Asking whether its value is misunderstood, this will suggest that a much-maligned spoiler of the Australian summer is in fact a crime solver, healer, pollinator and street sweeper.

Could be a hard sell but I guess the fact it has John Doyle as narrator gives it some sort of appeal.

Part social history, part scientific study, The Great Australian Fly introduces the people who devote their lives to flies through science, criminology, medicine, as breeders and for love. And it explains why we might need to stop swatting and start embracing the fly, because, like it or not, this pesky little insect looms large in our past, our present and our future.

Directed by Tosca
 Looby and produced by Sally Ingleton, the amusing and intriguing film pays homage to the tiny invertebrate and the influence it has had on our world.

“Most people don’t know anything about flies, they see them buzzing around and the first thing they think is how do I get rid of them?” Ingleton said.

== EXERCISE SET ==
1: Answer these questions from the text about the fly film:
(a) Who narrates the film?
(b) Who produced it?
(c) What four roles does the opening sentence say the much-maligned spoiler of the Australian summer actually fills?
2: Rewrite the part of the text about the fly film starting with "Could be a hard" and going on through "on our world.", putting "creature" in place of "insect".

== PROVIDED INFORMATION ==
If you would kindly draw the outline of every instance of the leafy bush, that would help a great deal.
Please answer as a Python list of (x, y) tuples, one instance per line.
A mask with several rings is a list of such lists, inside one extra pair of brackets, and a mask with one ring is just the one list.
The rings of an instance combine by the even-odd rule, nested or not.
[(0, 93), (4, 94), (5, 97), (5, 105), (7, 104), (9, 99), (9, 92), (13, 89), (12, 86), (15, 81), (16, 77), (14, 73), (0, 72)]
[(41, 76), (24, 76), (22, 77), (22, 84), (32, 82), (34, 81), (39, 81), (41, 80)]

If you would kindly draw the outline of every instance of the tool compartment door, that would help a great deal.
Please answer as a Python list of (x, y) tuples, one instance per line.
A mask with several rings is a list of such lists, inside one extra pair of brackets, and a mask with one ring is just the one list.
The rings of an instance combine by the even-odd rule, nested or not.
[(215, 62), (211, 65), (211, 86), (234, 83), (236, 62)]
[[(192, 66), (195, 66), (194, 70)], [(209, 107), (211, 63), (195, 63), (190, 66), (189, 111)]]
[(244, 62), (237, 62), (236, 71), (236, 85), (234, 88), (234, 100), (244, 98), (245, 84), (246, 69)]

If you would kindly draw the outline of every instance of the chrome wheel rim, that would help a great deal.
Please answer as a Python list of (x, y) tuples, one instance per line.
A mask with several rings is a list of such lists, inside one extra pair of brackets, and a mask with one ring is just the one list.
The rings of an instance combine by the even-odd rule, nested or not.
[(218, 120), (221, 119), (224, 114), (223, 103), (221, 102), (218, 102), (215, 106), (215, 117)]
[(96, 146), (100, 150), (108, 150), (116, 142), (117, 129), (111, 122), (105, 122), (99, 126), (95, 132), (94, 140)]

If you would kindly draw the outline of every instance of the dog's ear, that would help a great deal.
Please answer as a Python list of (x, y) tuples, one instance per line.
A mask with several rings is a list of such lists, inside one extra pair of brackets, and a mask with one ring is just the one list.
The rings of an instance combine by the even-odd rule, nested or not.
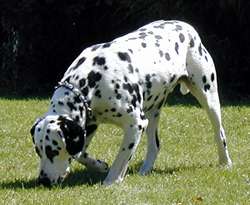
[(77, 122), (63, 116), (60, 116), (58, 120), (65, 138), (66, 150), (70, 155), (76, 155), (83, 149), (86, 137), (85, 130)]
[(32, 136), (32, 141), (33, 143), (35, 143), (34, 141), (34, 134), (35, 134), (35, 129), (36, 126), (43, 120), (43, 118), (38, 118), (36, 119), (35, 123), (32, 125), (31, 129), (30, 129), (30, 135)]

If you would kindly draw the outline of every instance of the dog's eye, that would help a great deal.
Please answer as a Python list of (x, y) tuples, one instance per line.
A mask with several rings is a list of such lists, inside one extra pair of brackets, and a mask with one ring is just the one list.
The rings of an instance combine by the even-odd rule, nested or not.
[(38, 155), (40, 158), (42, 158), (42, 155), (41, 155), (41, 153), (40, 153), (40, 150), (38, 149), (37, 146), (35, 146), (35, 150), (36, 150), (37, 155)]

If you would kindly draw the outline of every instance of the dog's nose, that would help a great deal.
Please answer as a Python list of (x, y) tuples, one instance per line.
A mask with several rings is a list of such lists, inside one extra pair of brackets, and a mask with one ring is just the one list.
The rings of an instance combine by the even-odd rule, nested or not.
[(46, 186), (46, 187), (51, 186), (51, 181), (50, 181), (50, 179), (48, 177), (39, 176), (37, 182), (38, 182), (39, 185), (43, 185), (43, 186)]

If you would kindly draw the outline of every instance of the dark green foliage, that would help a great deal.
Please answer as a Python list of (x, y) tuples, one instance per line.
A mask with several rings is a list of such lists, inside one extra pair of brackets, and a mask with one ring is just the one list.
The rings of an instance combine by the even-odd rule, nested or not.
[(179, 19), (199, 31), (220, 85), (249, 94), (248, 1), (1, 0), (0, 8), (0, 90), (51, 90), (83, 48)]

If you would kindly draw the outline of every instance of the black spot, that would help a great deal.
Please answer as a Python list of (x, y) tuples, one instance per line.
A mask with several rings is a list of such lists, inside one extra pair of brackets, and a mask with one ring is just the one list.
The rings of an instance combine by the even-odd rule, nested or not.
[(209, 89), (210, 89), (210, 85), (209, 84), (204, 85), (205, 92), (207, 92)]
[(61, 106), (63, 106), (64, 105), (64, 103), (62, 102), (62, 101), (58, 101), (58, 105), (61, 105)]
[(40, 153), (40, 151), (39, 151), (39, 149), (38, 149), (37, 146), (35, 146), (35, 151), (36, 151), (37, 155), (38, 155), (40, 158), (42, 158), (42, 155), (41, 155), (41, 153)]
[(130, 143), (128, 149), (132, 149), (135, 146), (135, 143)]
[(124, 76), (124, 81), (125, 81), (125, 82), (128, 82), (127, 76)]
[(161, 100), (161, 102), (159, 103), (159, 105), (158, 105), (158, 109), (160, 109), (161, 108), (161, 106), (163, 105), (163, 103), (164, 103), (164, 98)]
[(133, 112), (133, 108), (129, 106), (129, 108), (127, 109), (127, 113), (131, 113), (131, 112)]
[(72, 102), (67, 102), (67, 105), (68, 105), (68, 107), (70, 108), (71, 111), (73, 111), (73, 110), (76, 111), (77, 110), (75, 105)]
[(158, 98), (159, 98), (159, 95), (157, 95), (157, 96), (155, 97), (154, 101), (157, 101), (157, 100), (158, 100)]
[(160, 35), (155, 35), (155, 38), (156, 38), (157, 40), (162, 39), (162, 37), (161, 37)]
[(88, 74), (87, 78), (88, 78), (88, 85), (89, 85), (89, 87), (93, 88), (93, 87), (96, 86), (96, 83), (101, 80), (102, 75), (99, 72), (91, 71)]
[(93, 132), (95, 132), (97, 129), (97, 125), (88, 125), (85, 130), (87, 132), (87, 137), (91, 134), (93, 134)]
[(56, 145), (58, 145), (58, 142), (55, 140), (52, 140), (52, 144), (56, 146)]
[(179, 38), (180, 38), (181, 43), (185, 41), (185, 36), (182, 33), (179, 34)]
[(172, 83), (174, 81), (174, 79), (176, 78), (176, 75), (173, 75), (171, 78), (170, 78), (170, 83)]
[(160, 141), (159, 141), (159, 137), (158, 137), (158, 130), (155, 131), (155, 143), (157, 148), (160, 148)]
[(101, 97), (102, 97), (102, 96), (101, 96), (101, 91), (100, 91), (100, 90), (97, 90), (97, 91), (95, 92), (95, 96), (98, 97), (98, 98), (101, 98)]
[(147, 98), (147, 101), (150, 101), (152, 99), (153, 95), (150, 95), (148, 98)]
[(108, 47), (110, 47), (111, 46), (111, 43), (105, 43), (105, 44), (103, 44), (103, 48), (108, 48)]
[(154, 104), (150, 105), (150, 106), (147, 108), (147, 111), (150, 111), (153, 107), (154, 107)]
[(134, 73), (134, 68), (131, 64), (128, 65), (128, 71), (129, 73)]
[(128, 61), (131, 63), (131, 58), (127, 52), (118, 52), (118, 56), (122, 61)]
[(199, 47), (198, 47), (198, 50), (199, 50), (199, 54), (202, 56), (202, 47), (201, 47), (201, 43), (200, 43), (200, 45), (199, 45)]
[(175, 43), (175, 48), (174, 49), (175, 49), (177, 55), (179, 55), (179, 44), (177, 42)]
[(82, 94), (83, 94), (84, 96), (87, 96), (88, 93), (89, 93), (88, 87), (83, 88), (81, 91), (82, 91)]
[(116, 114), (116, 117), (122, 117), (122, 114), (118, 112), (118, 113)]
[(138, 84), (133, 84), (133, 89), (134, 89), (134, 91), (135, 91), (135, 93), (136, 93), (136, 95), (137, 95), (137, 99), (138, 99), (138, 101), (139, 101), (139, 103), (141, 102), (141, 95), (140, 95), (140, 90), (139, 90), (139, 86), (138, 86)]
[(147, 47), (147, 44), (144, 43), (144, 42), (142, 42), (142, 43), (141, 43), (141, 46), (142, 46), (143, 48), (146, 48), (146, 47)]
[(146, 80), (146, 87), (148, 89), (150, 89), (152, 87), (152, 82), (150, 81), (150, 75), (149, 74), (146, 75), (145, 80)]
[(137, 38), (133, 37), (133, 38), (129, 38), (128, 40), (137, 40)]
[(72, 68), (73, 70), (77, 69), (82, 63), (84, 63), (84, 61), (86, 60), (85, 57), (82, 57), (78, 60), (78, 62), (76, 63), (76, 65)]
[(160, 54), (160, 57), (162, 57), (162, 56), (163, 56), (163, 52), (162, 52), (162, 50), (159, 50), (159, 54)]
[(155, 46), (156, 46), (156, 47), (160, 47), (159, 42), (156, 42), (156, 43), (155, 43)]
[(191, 40), (190, 40), (190, 48), (193, 48), (193, 47), (194, 47), (194, 39), (191, 38)]
[(74, 103), (81, 103), (82, 101), (81, 101), (81, 99), (80, 99), (80, 97), (79, 96), (75, 96), (74, 97)]
[(170, 55), (169, 55), (169, 53), (165, 53), (165, 58), (168, 60), (168, 61), (170, 61)]
[(133, 95), (132, 97), (133, 97), (133, 99), (131, 100), (131, 104), (132, 104), (134, 107), (136, 107), (136, 102), (137, 102), (136, 96)]
[(96, 56), (96, 57), (94, 57), (94, 59), (93, 59), (93, 65), (100, 65), (100, 66), (102, 66), (102, 65), (104, 65), (106, 63), (106, 60), (105, 60), (105, 58), (104, 57), (99, 57), (99, 56)]
[(94, 45), (93, 47), (92, 47), (92, 49), (91, 49), (91, 51), (96, 51), (98, 48), (100, 48), (101, 47), (101, 45), (99, 44), (99, 45)]
[(79, 86), (82, 88), (84, 87), (86, 84), (86, 79), (85, 78), (82, 78), (81, 80), (79, 80)]
[(211, 74), (211, 81), (214, 81), (214, 73)]
[(205, 75), (203, 75), (203, 77), (202, 77), (202, 82), (203, 82), (203, 83), (206, 83), (206, 82), (207, 82), (207, 78), (206, 78)]
[(120, 100), (122, 98), (122, 95), (120, 94), (120, 93), (118, 93), (117, 95), (116, 95), (116, 99), (117, 100)]
[(76, 121), (69, 120), (63, 116), (60, 116), (58, 121), (65, 138), (66, 150), (70, 155), (79, 153), (85, 143), (84, 130)]
[(176, 25), (176, 26), (175, 26), (175, 30), (176, 30), (176, 31), (181, 31), (181, 30), (182, 30), (182, 26)]
[(224, 147), (227, 147), (227, 143), (226, 143), (225, 140), (223, 140), (223, 146), (224, 146)]
[(133, 87), (129, 83), (123, 83), (123, 89), (127, 90), (130, 94), (133, 93)]
[(45, 147), (45, 153), (51, 163), (53, 163), (54, 157), (59, 155), (59, 152), (57, 150), (52, 150), (49, 145)]

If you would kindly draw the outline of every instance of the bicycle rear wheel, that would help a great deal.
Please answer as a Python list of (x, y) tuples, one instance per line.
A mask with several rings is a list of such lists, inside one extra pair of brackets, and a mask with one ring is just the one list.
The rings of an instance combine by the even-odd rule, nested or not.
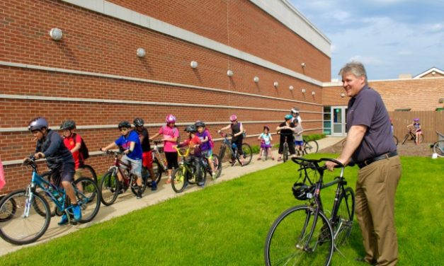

== ANSWERS BELOW ==
1:
(a) John Doyle
(b) Sally Ingleton
(c) Crime solver, healer, pollinator and street sweeper

2:
Could be a hard sell but I guess the fact it has John Doyle as narrator gives it some sort of appeal.

Part social history, part scientific study, The Great Australian Fly introduces the people who devote their lives to flies through science, criminology, medicine, as breeders and for love. And it explains why we might need to stop swatting and start embracing the fly, because, like it or not, this pesky little creature looms large in our past, our present and our future.

Directed by Tosca
 Looby and produced by Sally Ingleton, the amusing and intriguing film pays homage to the tiny invertebrate and the influence it has had on our world.